--- START OF Data ---

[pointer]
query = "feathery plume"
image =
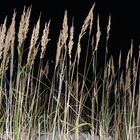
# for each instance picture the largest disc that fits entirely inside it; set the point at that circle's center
(24, 26)
(2, 37)
(87, 23)
(62, 39)
(32, 49)
(44, 40)
(71, 42)
(9, 42)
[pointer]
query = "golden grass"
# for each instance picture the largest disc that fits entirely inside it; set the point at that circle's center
(30, 105)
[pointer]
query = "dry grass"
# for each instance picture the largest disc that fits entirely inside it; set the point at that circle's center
(31, 106)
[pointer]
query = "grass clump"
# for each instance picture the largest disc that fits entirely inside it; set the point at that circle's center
(30, 107)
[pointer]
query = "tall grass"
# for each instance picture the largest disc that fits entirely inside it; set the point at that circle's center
(30, 107)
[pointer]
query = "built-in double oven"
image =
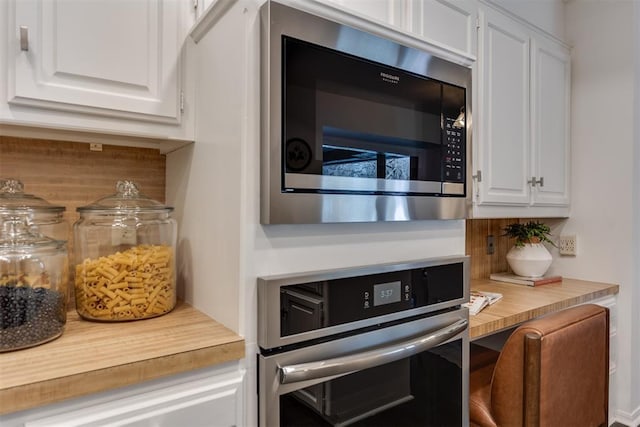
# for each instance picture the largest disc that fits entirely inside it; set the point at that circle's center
(383, 345)
(357, 127)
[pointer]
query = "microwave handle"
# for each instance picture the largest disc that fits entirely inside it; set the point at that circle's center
(369, 359)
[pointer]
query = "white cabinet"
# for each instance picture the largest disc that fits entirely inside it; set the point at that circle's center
(550, 121)
(389, 12)
(451, 23)
(213, 397)
(521, 121)
(97, 66)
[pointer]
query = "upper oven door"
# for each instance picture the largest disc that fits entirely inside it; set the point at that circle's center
(351, 124)
(408, 374)
(295, 308)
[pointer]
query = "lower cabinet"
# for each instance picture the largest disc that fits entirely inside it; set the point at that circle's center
(211, 397)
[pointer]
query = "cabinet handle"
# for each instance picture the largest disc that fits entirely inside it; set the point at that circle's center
(24, 38)
(533, 181)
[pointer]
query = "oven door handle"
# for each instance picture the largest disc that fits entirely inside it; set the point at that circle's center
(369, 359)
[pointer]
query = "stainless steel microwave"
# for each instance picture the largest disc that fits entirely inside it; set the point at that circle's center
(356, 127)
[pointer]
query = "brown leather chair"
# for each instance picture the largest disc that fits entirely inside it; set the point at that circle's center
(552, 371)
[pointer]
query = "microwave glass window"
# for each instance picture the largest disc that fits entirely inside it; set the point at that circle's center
(348, 117)
(422, 390)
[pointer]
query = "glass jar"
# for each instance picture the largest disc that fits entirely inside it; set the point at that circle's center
(33, 284)
(43, 217)
(125, 246)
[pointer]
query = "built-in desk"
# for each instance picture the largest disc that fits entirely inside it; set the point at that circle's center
(521, 303)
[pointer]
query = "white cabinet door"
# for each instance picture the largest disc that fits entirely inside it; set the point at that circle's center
(389, 12)
(109, 58)
(451, 23)
(503, 120)
(550, 141)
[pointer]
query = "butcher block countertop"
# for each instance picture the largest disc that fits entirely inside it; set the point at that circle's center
(92, 357)
(521, 303)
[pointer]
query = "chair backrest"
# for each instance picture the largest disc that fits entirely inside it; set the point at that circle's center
(554, 371)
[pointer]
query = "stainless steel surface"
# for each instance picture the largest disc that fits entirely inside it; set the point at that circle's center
(269, 297)
(280, 207)
(270, 387)
(369, 359)
(24, 38)
(312, 182)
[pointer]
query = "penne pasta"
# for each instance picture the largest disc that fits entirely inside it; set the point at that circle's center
(133, 284)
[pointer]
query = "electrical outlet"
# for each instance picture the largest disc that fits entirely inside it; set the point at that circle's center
(567, 245)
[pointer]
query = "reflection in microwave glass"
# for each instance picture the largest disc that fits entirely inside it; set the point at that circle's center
(356, 163)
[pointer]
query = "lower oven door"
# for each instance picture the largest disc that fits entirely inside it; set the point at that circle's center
(409, 374)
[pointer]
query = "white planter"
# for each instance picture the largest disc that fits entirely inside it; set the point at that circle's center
(531, 260)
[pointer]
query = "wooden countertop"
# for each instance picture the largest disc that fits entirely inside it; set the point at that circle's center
(92, 357)
(521, 303)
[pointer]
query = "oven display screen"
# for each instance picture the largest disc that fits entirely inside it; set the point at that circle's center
(386, 293)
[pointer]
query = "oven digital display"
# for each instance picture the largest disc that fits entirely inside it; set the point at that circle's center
(386, 293)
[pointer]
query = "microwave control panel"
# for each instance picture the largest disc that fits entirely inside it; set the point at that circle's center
(454, 152)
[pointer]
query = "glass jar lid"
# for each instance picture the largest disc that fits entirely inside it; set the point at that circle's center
(16, 235)
(14, 199)
(126, 199)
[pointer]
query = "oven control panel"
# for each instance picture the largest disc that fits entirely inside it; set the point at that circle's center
(322, 304)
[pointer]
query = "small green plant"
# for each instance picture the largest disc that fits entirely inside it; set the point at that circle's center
(530, 232)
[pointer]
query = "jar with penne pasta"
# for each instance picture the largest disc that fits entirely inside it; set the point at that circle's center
(125, 257)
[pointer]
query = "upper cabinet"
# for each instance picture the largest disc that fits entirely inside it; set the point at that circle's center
(390, 12)
(449, 24)
(521, 121)
(98, 66)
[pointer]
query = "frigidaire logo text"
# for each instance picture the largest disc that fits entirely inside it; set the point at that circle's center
(389, 77)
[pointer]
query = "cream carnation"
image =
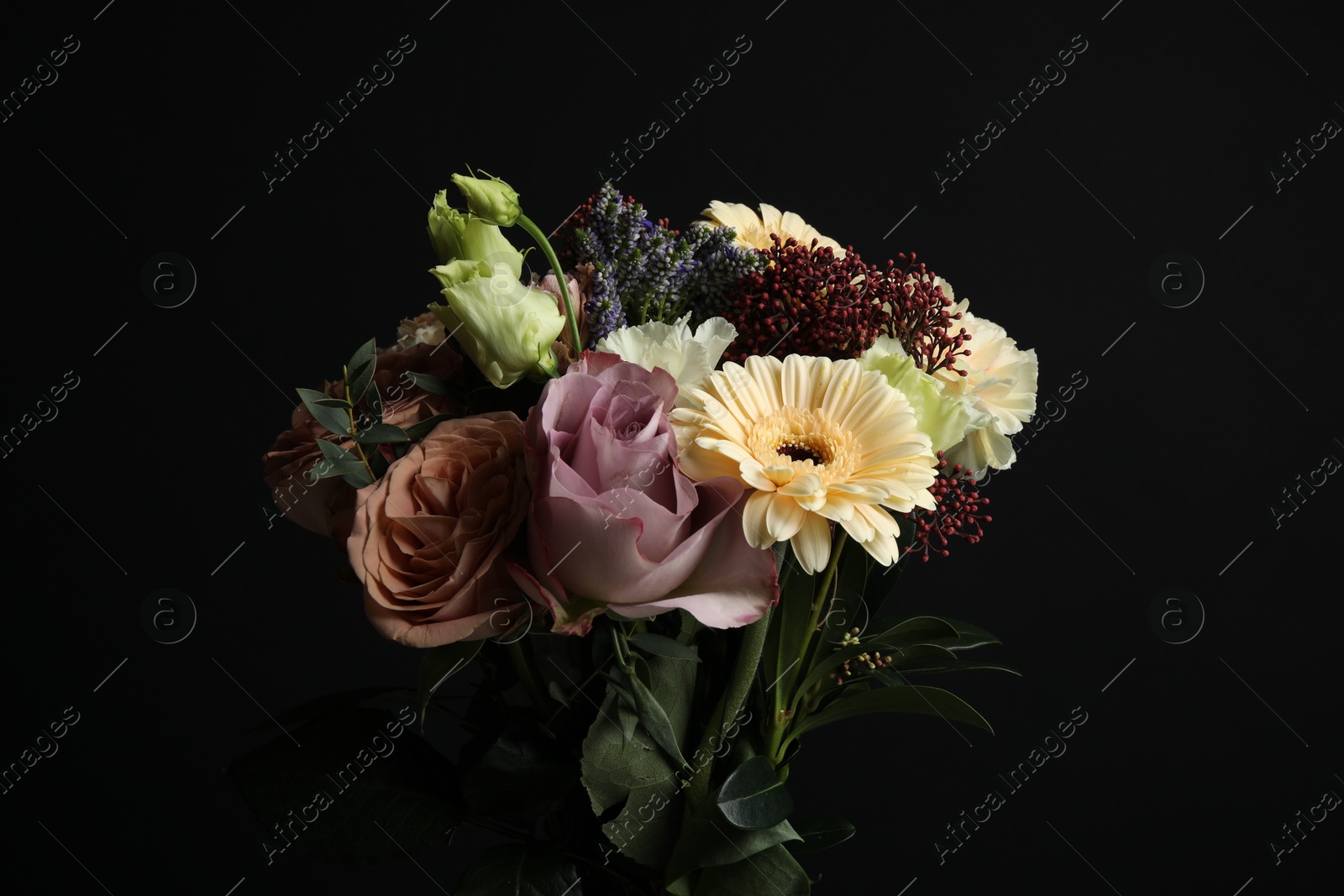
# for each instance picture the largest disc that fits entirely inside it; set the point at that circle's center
(689, 358)
(1000, 382)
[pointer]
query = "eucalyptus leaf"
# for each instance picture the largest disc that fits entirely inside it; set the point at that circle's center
(438, 665)
(333, 452)
(360, 372)
(655, 719)
(753, 795)
(327, 468)
(820, 832)
(922, 667)
(890, 633)
(663, 647)
(382, 434)
(638, 775)
(521, 869)
(772, 872)
(331, 412)
(707, 840)
(429, 383)
(917, 699)
(375, 402)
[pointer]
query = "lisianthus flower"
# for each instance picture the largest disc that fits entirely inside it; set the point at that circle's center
(817, 441)
(501, 325)
(941, 412)
(687, 356)
(1000, 382)
(423, 329)
(754, 230)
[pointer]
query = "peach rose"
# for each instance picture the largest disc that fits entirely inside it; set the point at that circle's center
(326, 506)
(428, 535)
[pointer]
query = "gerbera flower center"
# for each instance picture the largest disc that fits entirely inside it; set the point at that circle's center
(795, 441)
(800, 449)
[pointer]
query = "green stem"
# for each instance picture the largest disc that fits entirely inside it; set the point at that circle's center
(353, 430)
(819, 600)
(526, 223)
(781, 721)
(730, 703)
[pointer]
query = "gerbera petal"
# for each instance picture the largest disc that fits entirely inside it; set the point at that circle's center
(754, 520)
(812, 544)
(784, 517)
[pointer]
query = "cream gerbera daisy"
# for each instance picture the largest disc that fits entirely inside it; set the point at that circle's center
(817, 439)
(754, 231)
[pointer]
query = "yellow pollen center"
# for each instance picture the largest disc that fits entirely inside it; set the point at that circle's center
(793, 441)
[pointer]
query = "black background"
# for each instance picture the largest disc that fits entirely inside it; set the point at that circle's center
(1159, 474)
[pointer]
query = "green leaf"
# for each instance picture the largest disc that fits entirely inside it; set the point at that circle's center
(790, 616)
(360, 372)
(517, 774)
(429, 383)
(423, 429)
(753, 795)
(367, 788)
(382, 434)
(820, 832)
(663, 647)
(772, 872)
(331, 412)
(375, 402)
(922, 667)
(891, 634)
(709, 840)
(438, 665)
(326, 468)
(638, 774)
(521, 869)
(971, 636)
(918, 699)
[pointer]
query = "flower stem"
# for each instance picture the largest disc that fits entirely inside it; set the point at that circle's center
(353, 430)
(819, 600)
(730, 703)
(526, 223)
(780, 723)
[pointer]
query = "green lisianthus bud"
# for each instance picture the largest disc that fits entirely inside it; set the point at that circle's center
(457, 235)
(492, 199)
(944, 418)
(506, 328)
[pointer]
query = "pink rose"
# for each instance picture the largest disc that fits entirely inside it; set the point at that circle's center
(615, 521)
(326, 506)
(428, 535)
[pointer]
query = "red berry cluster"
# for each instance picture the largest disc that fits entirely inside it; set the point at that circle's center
(958, 513)
(920, 316)
(806, 301)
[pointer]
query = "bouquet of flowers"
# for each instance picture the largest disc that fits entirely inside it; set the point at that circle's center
(647, 497)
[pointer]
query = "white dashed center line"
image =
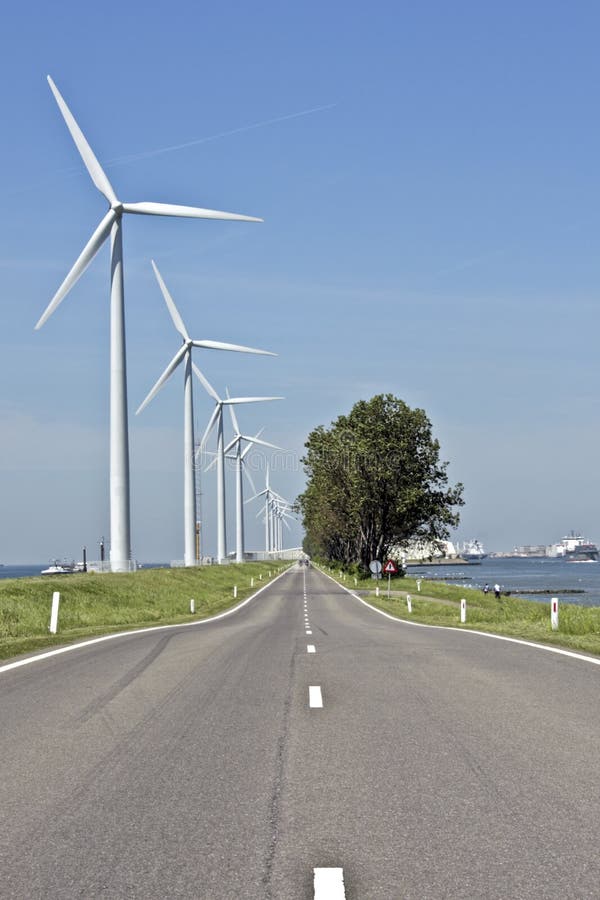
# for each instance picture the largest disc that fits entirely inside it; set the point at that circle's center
(315, 698)
(329, 884)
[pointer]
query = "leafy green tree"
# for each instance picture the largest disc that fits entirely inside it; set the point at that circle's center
(375, 481)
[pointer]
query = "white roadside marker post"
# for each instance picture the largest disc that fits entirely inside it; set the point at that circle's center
(54, 612)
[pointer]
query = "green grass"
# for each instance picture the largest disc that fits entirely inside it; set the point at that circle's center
(439, 604)
(93, 604)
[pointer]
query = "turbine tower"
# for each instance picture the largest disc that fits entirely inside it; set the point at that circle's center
(240, 456)
(217, 419)
(184, 355)
(110, 225)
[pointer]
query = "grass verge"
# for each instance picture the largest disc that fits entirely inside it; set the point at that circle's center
(93, 604)
(439, 604)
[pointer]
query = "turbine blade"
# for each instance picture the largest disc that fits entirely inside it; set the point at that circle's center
(219, 345)
(206, 384)
(97, 173)
(164, 377)
(83, 261)
(232, 400)
(249, 477)
(177, 320)
(233, 416)
(262, 443)
(211, 423)
(249, 500)
(187, 212)
(231, 444)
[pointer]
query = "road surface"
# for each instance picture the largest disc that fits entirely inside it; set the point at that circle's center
(189, 762)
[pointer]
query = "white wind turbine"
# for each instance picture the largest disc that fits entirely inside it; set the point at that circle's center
(217, 419)
(240, 456)
(120, 528)
(269, 496)
(184, 355)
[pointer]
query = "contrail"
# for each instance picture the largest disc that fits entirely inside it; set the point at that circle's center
(122, 160)
(72, 171)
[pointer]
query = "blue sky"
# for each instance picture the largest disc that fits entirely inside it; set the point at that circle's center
(431, 230)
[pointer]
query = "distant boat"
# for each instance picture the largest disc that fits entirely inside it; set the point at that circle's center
(472, 551)
(575, 548)
(63, 568)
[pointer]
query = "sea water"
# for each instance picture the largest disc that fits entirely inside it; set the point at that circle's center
(33, 569)
(520, 576)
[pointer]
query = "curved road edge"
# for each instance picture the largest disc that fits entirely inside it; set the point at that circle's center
(595, 660)
(38, 657)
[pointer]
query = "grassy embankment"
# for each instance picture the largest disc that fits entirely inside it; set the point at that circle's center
(439, 604)
(92, 604)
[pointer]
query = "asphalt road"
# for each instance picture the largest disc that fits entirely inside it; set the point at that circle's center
(188, 762)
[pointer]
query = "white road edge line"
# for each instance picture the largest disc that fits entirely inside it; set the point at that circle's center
(110, 637)
(497, 637)
(315, 698)
(329, 884)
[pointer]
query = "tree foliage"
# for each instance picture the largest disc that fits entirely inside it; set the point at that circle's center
(375, 481)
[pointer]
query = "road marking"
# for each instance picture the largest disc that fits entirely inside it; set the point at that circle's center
(497, 637)
(329, 884)
(315, 698)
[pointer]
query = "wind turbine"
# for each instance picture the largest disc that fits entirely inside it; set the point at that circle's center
(240, 456)
(184, 355)
(269, 495)
(217, 419)
(120, 528)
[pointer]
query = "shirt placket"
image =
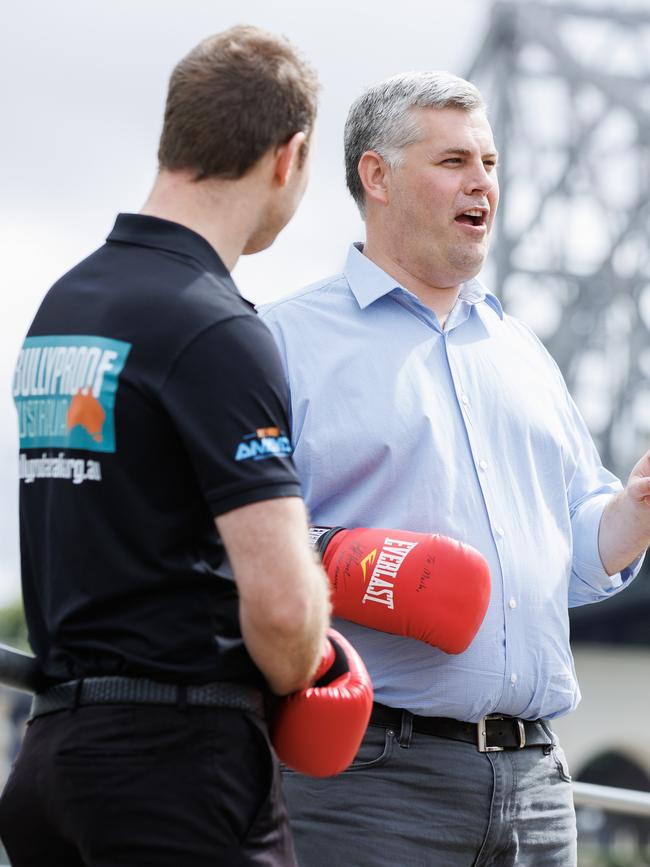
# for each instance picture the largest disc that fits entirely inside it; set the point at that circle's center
(483, 466)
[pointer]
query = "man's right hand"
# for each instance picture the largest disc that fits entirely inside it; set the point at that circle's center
(318, 730)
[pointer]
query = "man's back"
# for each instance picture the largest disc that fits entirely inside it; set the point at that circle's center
(128, 442)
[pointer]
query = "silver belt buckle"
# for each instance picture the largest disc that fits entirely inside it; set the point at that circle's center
(481, 733)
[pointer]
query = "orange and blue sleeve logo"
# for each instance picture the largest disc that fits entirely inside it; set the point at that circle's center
(265, 442)
(65, 388)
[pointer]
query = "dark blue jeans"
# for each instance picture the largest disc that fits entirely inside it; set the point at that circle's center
(136, 785)
(436, 803)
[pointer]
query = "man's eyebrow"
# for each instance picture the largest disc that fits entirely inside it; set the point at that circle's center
(465, 152)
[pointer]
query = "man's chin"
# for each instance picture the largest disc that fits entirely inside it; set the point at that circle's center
(258, 243)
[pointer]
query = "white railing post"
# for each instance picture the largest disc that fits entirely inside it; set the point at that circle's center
(612, 799)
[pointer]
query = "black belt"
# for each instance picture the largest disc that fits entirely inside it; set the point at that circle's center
(140, 690)
(493, 733)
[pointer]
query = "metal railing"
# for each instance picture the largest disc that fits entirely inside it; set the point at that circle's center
(613, 800)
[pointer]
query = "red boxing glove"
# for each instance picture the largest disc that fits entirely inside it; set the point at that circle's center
(418, 585)
(318, 730)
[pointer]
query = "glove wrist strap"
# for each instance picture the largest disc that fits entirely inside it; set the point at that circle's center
(320, 537)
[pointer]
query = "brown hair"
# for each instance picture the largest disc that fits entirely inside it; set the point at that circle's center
(231, 99)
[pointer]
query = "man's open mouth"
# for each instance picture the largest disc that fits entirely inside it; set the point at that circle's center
(473, 217)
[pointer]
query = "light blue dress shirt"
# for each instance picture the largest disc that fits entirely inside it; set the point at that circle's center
(467, 431)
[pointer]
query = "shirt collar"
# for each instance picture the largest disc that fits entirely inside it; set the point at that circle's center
(368, 283)
(145, 231)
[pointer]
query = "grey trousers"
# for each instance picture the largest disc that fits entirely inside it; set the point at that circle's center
(433, 802)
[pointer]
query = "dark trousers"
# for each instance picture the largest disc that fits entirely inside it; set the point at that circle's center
(136, 785)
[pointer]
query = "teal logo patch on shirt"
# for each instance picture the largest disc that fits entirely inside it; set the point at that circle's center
(65, 388)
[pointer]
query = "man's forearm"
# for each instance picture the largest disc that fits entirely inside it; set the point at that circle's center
(285, 640)
(624, 532)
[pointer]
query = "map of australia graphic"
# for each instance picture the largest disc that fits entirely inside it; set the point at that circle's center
(87, 412)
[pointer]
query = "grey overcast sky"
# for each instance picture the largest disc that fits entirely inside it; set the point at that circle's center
(83, 88)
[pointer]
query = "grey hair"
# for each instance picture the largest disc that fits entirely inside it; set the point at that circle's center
(382, 120)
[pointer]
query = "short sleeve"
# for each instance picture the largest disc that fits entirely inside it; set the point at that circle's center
(227, 397)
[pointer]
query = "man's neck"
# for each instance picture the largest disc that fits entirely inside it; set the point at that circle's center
(440, 300)
(220, 211)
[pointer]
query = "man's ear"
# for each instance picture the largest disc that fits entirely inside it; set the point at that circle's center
(289, 158)
(373, 174)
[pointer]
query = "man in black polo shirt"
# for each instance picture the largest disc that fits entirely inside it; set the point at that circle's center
(154, 438)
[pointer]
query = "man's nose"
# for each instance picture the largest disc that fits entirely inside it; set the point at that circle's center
(479, 179)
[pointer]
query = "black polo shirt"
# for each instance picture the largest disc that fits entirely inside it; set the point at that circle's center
(150, 400)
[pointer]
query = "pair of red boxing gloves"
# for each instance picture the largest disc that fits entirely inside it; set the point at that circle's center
(421, 586)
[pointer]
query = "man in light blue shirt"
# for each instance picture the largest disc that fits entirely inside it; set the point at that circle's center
(418, 404)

--- END OF Data ---

Task directions: Gather every line of the items above that contains the word "blue".

Correct response:
query = "blue sky"
query = "orange and blue sleeve logo"
query = "dark blue jeans"
query = "light blue dress shirt"
query = "man in light blue shirt"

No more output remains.